STATED PROBLEM :: All the records that follow need to be reproduced exactly. Omit the images.

#### RECORDED DATA

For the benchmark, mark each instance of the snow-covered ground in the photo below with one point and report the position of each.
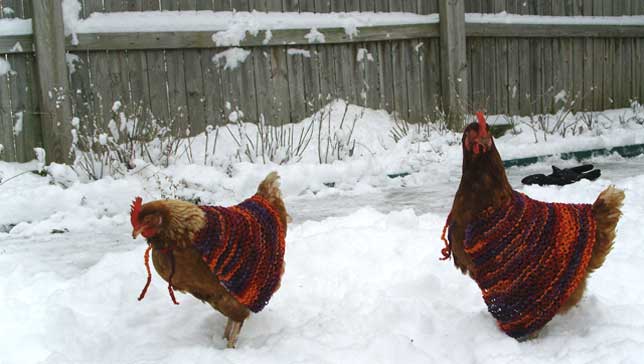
(363, 282)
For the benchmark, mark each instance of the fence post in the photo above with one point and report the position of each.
(453, 61)
(55, 104)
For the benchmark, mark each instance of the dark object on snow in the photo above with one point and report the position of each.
(562, 177)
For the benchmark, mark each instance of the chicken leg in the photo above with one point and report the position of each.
(232, 332)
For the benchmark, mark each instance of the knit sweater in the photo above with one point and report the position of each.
(243, 246)
(529, 257)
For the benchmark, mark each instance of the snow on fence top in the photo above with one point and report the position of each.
(164, 21)
(505, 18)
(15, 27)
(177, 21)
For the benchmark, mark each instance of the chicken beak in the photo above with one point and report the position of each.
(137, 232)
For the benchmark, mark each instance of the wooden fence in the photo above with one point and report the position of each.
(515, 69)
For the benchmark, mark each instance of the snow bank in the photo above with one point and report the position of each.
(5, 67)
(240, 22)
(367, 286)
(505, 18)
(15, 26)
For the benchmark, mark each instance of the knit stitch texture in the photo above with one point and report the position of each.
(529, 257)
(243, 246)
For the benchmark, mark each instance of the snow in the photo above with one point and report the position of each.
(362, 54)
(15, 26)
(17, 47)
(299, 52)
(72, 61)
(236, 24)
(505, 18)
(363, 282)
(233, 57)
(71, 13)
(5, 67)
(8, 12)
(17, 127)
(314, 36)
(365, 285)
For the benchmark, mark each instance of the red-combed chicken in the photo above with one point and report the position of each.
(229, 257)
(530, 259)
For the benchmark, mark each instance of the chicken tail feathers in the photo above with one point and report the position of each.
(606, 211)
(269, 188)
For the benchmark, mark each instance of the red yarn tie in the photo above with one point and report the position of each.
(146, 258)
(170, 289)
(447, 250)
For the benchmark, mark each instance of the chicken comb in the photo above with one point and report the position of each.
(482, 124)
(134, 212)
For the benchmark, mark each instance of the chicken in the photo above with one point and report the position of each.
(230, 257)
(531, 259)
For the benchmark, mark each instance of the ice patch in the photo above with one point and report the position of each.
(5, 67)
(17, 47)
(363, 54)
(299, 52)
(72, 61)
(233, 57)
(314, 36)
(17, 127)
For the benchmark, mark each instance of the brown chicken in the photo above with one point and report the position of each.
(230, 257)
(530, 259)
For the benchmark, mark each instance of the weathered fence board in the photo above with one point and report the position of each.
(516, 69)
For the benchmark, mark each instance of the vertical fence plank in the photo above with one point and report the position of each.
(52, 72)
(311, 69)
(22, 110)
(297, 94)
(6, 121)
(213, 78)
(454, 59)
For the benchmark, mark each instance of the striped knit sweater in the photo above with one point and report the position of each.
(529, 257)
(243, 246)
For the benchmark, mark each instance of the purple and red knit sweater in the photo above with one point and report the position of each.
(243, 246)
(529, 257)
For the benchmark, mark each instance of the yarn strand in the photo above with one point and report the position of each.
(146, 259)
(447, 250)
(170, 289)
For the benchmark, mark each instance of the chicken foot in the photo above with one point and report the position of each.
(232, 332)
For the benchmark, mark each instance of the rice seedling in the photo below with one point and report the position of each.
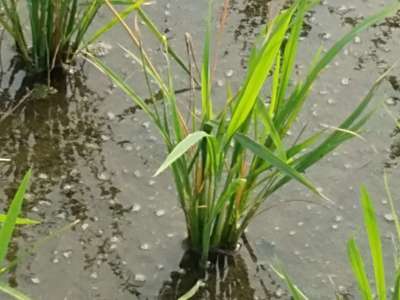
(57, 28)
(227, 163)
(9, 221)
(380, 290)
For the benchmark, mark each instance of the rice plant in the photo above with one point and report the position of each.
(56, 28)
(379, 290)
(226, 163)
(10, 220)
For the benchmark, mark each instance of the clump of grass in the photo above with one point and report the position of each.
(56, 28)
(9, 221)
(226, 163)
(379, 290)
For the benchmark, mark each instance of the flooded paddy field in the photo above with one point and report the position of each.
(93, 156)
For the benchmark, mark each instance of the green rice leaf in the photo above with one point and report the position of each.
(123, 14)
(13, 292)
(375, 245)
(190, 294)
(258, 75)
(181, 149)
(266, 155)
(358, 268)
(20, 221)
(12, 215)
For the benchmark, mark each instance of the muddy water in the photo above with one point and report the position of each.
(93, 158)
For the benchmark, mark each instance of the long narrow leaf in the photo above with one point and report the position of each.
(358, 268)
(181, 149)
(375, 245)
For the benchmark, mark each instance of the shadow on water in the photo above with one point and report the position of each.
(59, 135)
(227, 278)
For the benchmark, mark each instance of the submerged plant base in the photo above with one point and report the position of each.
(226, 277)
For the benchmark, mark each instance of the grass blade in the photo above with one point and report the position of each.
(375, 245)
(181, 149)
(358, 268)
(20, 221)
(12, 215)
(266, 155)
(13, 292)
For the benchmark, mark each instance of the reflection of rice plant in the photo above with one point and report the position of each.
(381, 290)
(226, 163)
(9, 221)
(57, 28)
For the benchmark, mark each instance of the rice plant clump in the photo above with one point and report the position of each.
(379, 289)
(226, 163)
(57, 28)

########

FINAL RESULT ::
For the benchmark, mark each instance of the snow-covered ground in the photo below with one point and report the position of each.
(363, 282)
For the benchmark, mark each instance of the fence post in the photo above with one point and report the position of each.
(453, 61)
(55, 104)
For the benchmark, mark each instance of the dark object on snow in the photo above with one point and report the position of each.
(562, 177)
For the benchmark, mark each instance of the chicken leg in the photo above with one point and report the position of each.
(232, 332)
For the benchmark, mark each instance of the knit sweater in the photo above with one point and report the position of each.
(243, 246)
(529, 257)
For the benchmark, mark each instance of the snow on fence top in the photo above with one point and report the position of each.
(164, 21)
(505, 18)
(15, 27)
(177, 21)
For the benchmark, mark each instance of the chicken beak in the photo above with one point and report the position of each.
(137, 232)
For the benchmark, mark each instance of the wooden fence in the photo above with one point and report the position of each.
(515, 69)
For the benchmark, mark each instance of the snow bank in the photo above with one point and report the position of each.
(5, 67)
(240, 22)
(367, 286)
(505, 18)
(15, 26)
For the benchmark, mark each instance of the knit stitch texture in the photo above with one point and report the position of each.
(529, 257)
(243, 246)
For the benchmark, mark each instance of the snow in the photo above with one point and report the position of each.
(362, 54)
(15, 26)
(17, 47)
(299, 52)
(72, 61)
(236, 24)
(505, 18)
(363, 282)
(233, 57)
(71, 13)
(5, 67)
(8, 12)
(17, 127)
(314, 36)
(365, 285)
For the benchmark, mark each instance of the red-combed chicken in the photo above with one point and report the position of each.
(229, 257)
(530, 259)
For the benchmark, mark each instance of the chicken tail feathers in the photo above with one point and report the position of each.
(606, 211)
(269, 188)
For the benchmark, mark each instance of the red yarn tie in the photo above with one point and report the position of each.
(146, 258)
(170, 289)
(447, 250)
For the benchmark, mark each instance of the chicken comb in the photo above with one point and report the position of each.
(482, 124)
(134, 212)
For the benchmark, mark each instance of the chicken in the photo above with one point and report the position of each.
(230, 257)
(531, 259)
For the benchmark, mark each instance of the ice patch in the photo above with one point and report the position of each.
(5, 67)
(17, 47)
(363, 54)
(299, 52)
(72, 61)
(233, 57)
(314, 36)
(17, 127)
For the benchmark, mark each instance of the brown chicken in the photo above with one point and report the position of each.
(230, 257)
(530, 259)
For the benchmark, mark each instance of the weathered fence board in the photo above with one point and report the position of each.
(516, 69)
For the benchmark, mark each instance of the vertical fence plank in the photo above with one point and report the position of each.
(52, 72)
(311, 69)
(22, 110)
(297, 94)
(6, 121)
(213, 78)
(454, 59)
For the benchmark, mark each instance of the striped knit sweater in the photo above with one point and report the position of each.
(529, 257)
(243, 246)
For the benchmark, mark each instance of the purple and red knit sweater in the photo above with one point and report the position of each.
(243, 246)
(529, 257)
For the benchmark, mark each instance of the yarn strand in the photo above with one point and report the position of each.
(146, 259)
(447, 250)
(170, 289)
For the benchmark, mark each instance of the chicken foot in the photo above with one point and report the position of each.
(232, 332)
For the benchmark, mark each instance of the rice seedling in the photo below with one point and report the position of each.
(57, 28)
(227, 163)
(9, 221)
(380, 290)
For the benchmark, mark each instance of the rice plant in the photo above with one point and report the position of each.
(56, 28)
(379, 290)
(226, 163)
(10, 220)
For the benchmark, mark each instance of the clump of grass in the photo above with one point and report the position of each.
(56, 28)
(9, 221)
(226, 163)
(379, 290)
For the benchmark, mark each instance of the flooded paddy field in the photo above with one point and report the position of each.
(93, 156)
For the benchmark, mark each instance of the green rice leaf in the photo above with one point and report the position of each.
(123, 14)
(13, 292)
(375, 245)
(190, 294)
(258, 75)
(181, 149)
(266, 155)
(358, 268)
(20, 221)
(12, 215)
For the benchmark, mark each instance of the muddy water in the photo above with one point and report the position of each.
(93, 158)
For the benchmark, mark each instance of the long narrow leaf in the photo above with one point and report the position of each.
(358, 268)
(181, 149)
(375, 245)
For the benchmark, mark each instance of the shadow on water in the photo above with one point and report the position of each.
(59, 135)
(227, 278)
For the benchmark, mark each instance of the submerged plant base in the photo above with one point and report the position of each.
(226, 277)
For the benchmark, mark each instance of the grass blade in the photo above with one point and report the position of each.
(375, 245)
(181, 149)
(358, 268)
(20, 221)
(12, 215)
(266, 155)
(13, 292)
For the benchmark, mark each instance of the reflection of rice plant in the photo above with one point and report the position of each.
(381, 290)
(226, 163)
(9, 221)
(57, 28)
For the benchmark, mark each instance of the rice plant clump in the photo above with one point and report the position of each.
(379, 289)
(226, 163)
(57, 28)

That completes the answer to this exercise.